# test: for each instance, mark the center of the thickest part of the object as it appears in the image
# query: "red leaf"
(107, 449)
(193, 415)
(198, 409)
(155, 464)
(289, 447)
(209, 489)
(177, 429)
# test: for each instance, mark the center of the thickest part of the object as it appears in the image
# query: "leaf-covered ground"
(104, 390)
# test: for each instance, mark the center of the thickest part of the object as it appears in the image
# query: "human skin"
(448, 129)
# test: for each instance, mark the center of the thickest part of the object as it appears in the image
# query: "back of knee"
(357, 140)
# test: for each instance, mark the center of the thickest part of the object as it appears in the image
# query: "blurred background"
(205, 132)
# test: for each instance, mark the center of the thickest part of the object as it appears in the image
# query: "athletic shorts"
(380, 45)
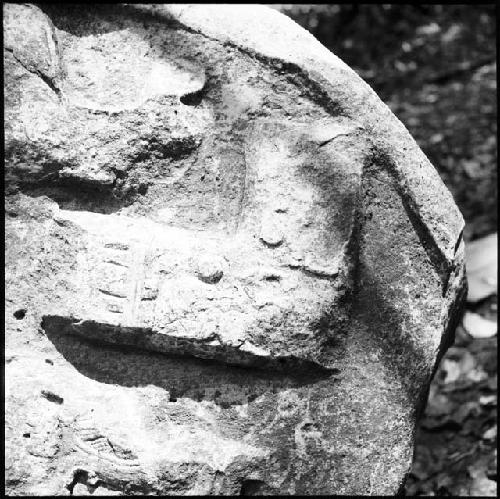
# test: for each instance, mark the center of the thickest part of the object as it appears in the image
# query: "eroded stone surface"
(229, 268)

□ □ □ □ □ □ □

▶ [Given request]
Turn the listing above into a Markdown table with the columns "Row" and "Line," numbering each line in sequence and skipping any blank lines. Leave the pictures out of the table.

▶ [Exercise answer]
| Row | Line |
|---|---|
| 1 | # test: for each instance, mark the center of the thickest part of the object as it appears in the image |
| 2 | # query: "red leaf" |
| 3 | (107, 449) |
| 4 | (193, 415) |
| 5 | (198, 409) |
| 6 | (155, 464) |
| 7 | (289, 447) |
| 8 | (209, 489) |
| 9 | (177, 429) |
| 10 | # test: for each instance, mark the center of the thickest part of the object as it appears in the image |
| 11 | # query: "leaf-covered ground" |
| 12 | (104, 390) |
| 13 | # test: for each instance, mark the center of the thickest part of the object as it appears in the image |
| 14 | # query: "human skin" |
| 15 | (448, 129) |
| 16 | # test: for each instance, mark the center of the thickest part of the object as it appears in the image |
| 17 | # query: "back of knee" |
| 18 | (357, 140) |
| 19 | # test: for each instance, mark the center of the thickest part of the object as it appears in the image |
| 20 | # query: "blurred background" |
| 21 | (205, 132) |
| 22 | # test: for each instance, mark the center of the thickest part of the object as it appears in the image |
| 23 | # query: "athletic shorts" |
| 24 | (380, 45) |
| 25 | # test: for each instance, mark the center of the thickest part of the object as it appears in the image |
| 26 | # query: "eroded stone surface" |
| 27 | (229, 268) |